§ Task to carry out: The reply should give back every entry exactly as written.

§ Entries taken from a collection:
((

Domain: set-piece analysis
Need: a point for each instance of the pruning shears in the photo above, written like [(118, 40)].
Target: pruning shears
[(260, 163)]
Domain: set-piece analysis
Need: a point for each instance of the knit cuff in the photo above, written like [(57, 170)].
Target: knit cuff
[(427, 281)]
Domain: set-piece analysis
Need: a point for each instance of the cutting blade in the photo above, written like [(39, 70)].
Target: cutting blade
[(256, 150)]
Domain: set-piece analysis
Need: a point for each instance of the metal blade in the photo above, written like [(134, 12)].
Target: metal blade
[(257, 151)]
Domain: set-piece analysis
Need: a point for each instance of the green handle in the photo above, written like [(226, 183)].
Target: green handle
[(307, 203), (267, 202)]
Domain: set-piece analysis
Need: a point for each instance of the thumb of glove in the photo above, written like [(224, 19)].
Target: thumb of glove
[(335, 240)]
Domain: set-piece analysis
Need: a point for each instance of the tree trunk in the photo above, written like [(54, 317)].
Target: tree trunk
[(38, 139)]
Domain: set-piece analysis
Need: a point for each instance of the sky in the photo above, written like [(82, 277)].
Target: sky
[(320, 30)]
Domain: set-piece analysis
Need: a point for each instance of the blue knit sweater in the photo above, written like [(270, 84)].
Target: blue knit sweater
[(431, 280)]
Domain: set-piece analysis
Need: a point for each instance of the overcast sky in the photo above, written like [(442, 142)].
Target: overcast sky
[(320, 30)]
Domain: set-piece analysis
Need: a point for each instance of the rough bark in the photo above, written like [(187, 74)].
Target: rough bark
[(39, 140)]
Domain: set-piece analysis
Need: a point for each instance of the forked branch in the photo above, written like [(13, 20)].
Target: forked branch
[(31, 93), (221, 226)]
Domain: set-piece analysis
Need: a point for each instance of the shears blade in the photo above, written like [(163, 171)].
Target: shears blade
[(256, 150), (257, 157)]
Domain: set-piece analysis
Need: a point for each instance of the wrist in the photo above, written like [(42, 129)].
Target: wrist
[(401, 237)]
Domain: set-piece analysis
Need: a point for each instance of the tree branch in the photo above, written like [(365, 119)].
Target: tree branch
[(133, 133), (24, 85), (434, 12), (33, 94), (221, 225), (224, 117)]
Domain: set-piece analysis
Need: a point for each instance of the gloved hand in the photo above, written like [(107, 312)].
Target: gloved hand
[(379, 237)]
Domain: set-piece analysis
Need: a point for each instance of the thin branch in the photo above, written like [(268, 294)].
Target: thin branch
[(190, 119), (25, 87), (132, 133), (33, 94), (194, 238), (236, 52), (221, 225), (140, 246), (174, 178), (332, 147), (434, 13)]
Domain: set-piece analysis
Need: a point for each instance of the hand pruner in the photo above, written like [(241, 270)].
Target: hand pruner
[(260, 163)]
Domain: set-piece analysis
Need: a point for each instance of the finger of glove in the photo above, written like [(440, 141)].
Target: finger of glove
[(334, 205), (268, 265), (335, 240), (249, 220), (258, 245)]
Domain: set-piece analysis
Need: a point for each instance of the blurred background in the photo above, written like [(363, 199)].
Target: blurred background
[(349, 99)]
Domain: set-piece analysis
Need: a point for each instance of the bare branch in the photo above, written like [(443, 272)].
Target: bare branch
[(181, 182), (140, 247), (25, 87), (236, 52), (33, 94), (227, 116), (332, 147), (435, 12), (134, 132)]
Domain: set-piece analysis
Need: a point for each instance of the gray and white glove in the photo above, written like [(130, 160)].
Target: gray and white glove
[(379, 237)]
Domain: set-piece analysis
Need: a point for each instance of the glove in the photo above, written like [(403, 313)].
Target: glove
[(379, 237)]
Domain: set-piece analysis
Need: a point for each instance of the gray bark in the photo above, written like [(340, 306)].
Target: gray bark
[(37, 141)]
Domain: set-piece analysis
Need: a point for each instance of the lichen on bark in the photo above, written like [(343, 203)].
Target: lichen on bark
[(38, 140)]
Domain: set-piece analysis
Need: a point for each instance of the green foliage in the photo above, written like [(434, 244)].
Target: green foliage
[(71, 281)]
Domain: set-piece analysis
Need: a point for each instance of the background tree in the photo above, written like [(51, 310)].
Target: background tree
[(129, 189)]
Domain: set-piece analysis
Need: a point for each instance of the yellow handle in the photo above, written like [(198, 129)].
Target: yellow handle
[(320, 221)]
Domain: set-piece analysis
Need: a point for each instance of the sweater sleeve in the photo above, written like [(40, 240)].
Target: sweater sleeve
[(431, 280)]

))

§ Task solution:
Domain: set-piece analysis
Need: a point for each instance of the pruning shears in the photo above, written like [(118, 40)].
Target: pruning shears
[(260, 163)]
Domain: set-piece analysis
Need: a point for each instance of the knit cuff in the photo above, written like [(57, 170)].
Target: knit cuff
[(427, 281)]
Domain: set-piece analysis
Need: a point for each instance of the cutting blade in the photo above, written like [(39, 70)].
Target: cutting blade
[(256, 150)]
Domain: set-piece analysis
Need: a point for each instance of the metal blade in the photo above, written like [(134, 12)].
Target: metal blade
[(257, 151)]
Domain: set-piece analysis
Need: a point for each instance of the green handle in the photo above, written like [(226, 183)].
Target: green handle
[(307, 203), (267, 202)]
Domain: set-piece analysis
Need: a point for each instance of the thumb of glove in the photo above, written like [(224, 19)].
Target: thumb of glove
[(335, 240)]
Domain: set-piece analysis
Need: a point for each instance of the tree trunk in the photo above, written like [(54, 317)].
Target: tree trunk
[(38, 139)]
Domain: set-piece analysis
Need: a point for each instance of the sky in the photo above, written like [(82, 277)].
Target: sky
[(320, 30)]
Domain: set-piece analysis
Need: a point for each instance of the blue knit sweater in the photo above, written like [(270, 84)].
Target: blue knit sweater
[(431, 280)]
Domain: set-piece analysis
Need: a point for each instance of the overcast sky in the photo above, written like [(442, 142)].
Target: overcast sky
[(320, 30)]
Domain: set-piece analysis
Need: a point for each instance of the rough bark in the photo above, written like [(187, 74)].
Target: rough bark
[(39, 140)]
Domain: set-piece analysis
Need: a point for each instance of the forked branch in the photo above, written like [(13, 20)].
Target: forked branch
[(31, 93), (221, 226)]
Domain: set-piece analysis
Need: a point for each instance of the shears blade in the photo above, written like [(163, 171)].
Target: shears blade
[(256, 150), (257, 157)]
Domain: set-piece analysis
Need: a point for each instance of the wrist in the photo above, written like [(42, 129)].
Target: wrist
[(401, 237)]
Domain: set-piece analysis
Need: a point for each instance of the tree branch in the photo above, written like [(365, 119)].
Target: tree branch
[(133, 133), (24, 85), (434, 12), (33, 94), (221, 225), (224, 117)]
Domain: set-piece analysis
Need: a point for each instance of the gloved hand in the photo above, written like [(107, 312)].
Target: gloved hand
[(379, 237)]
Domain: set-piece analysis
Need: a point for each instance of the thin branch in the photo above, written like [(268, 294)].
Target: thin branch
[(190, 119), (25, 87), (132, 133), (33, 94), (194, 238), (236, 52), (221, 225), (140, 246), (174, 178), (332, 147), (434, 13)]
Domain: set-piece analysis
Need: a point for each instance of the hand pruner in the photo above, written like [(241, 270)].
Target: hand pruner
[(260, 163)]
Domain: set-piece analysis
Need: a point for each instance of the finger of glove in the photo above, written like [(440, 141)].
Target: finger of glove
[(334, 205), (268, 265), (335, 240), (249, 220), (258, 245)]
Domain: set-piece analysis
Need: a point for each instance of the blurred background in the photo above, written like [(363, 199)].
Target: blurred background
[(349, 99)]
Domain: set-piece analysis
Need: a point for each instance of the bare branch in the photo above, written like [(443, 272)].
Target: bare branch
[(181, 182), (140, 247), (25, 87), (236, 52), (33, 94), (227, 116), (332, 147), (435, 12), (134, 132)]
Domain: set-piece analysis
Need: a point for each instance of the gray and white glove in the photo above, written like [(130, 160)].
Target: gray and white glove
[(379, 237)]
Domain: set-piece analysis
Need: a point for each instance of the glove in the photo above, written like [(403, 313)].
Target: glove
[(379, 237)]
Domain: set-piece analysis
Need: a point for each instance of the gray bark in the photo above, written like [(340, 306)].
Target: gray bark
[(37, 141)]
Domain: set-piece analysis
Need: a point for each instance of the lichen on bark in the photo above, written like [(343, 203)].
Target: lichen on bark
[(38, 140)]
Domain: set-piece analysis
Need: a point for each instance of the green foliage in the photo above, written like [(434, 244)].
Target: green foliage
[(71, 281)]
Domain: set-piece analysis
Need: a point for each instance of the background tree in the photo above, written like [(51, 310)].
Target: background tree
[(129, 189)]
Domain: set-piece analysis
Need: a point for each instance of the yellow handle in the photo above, written like [(198, 129)].
Target: yellow handle
[(320, 221)]
Domain: set-piece analysis
Need: a point for each instance of the sweater sleeve in the photo above, written like [(40, 240)].
Target: sweater sleeve
[(431, 280)]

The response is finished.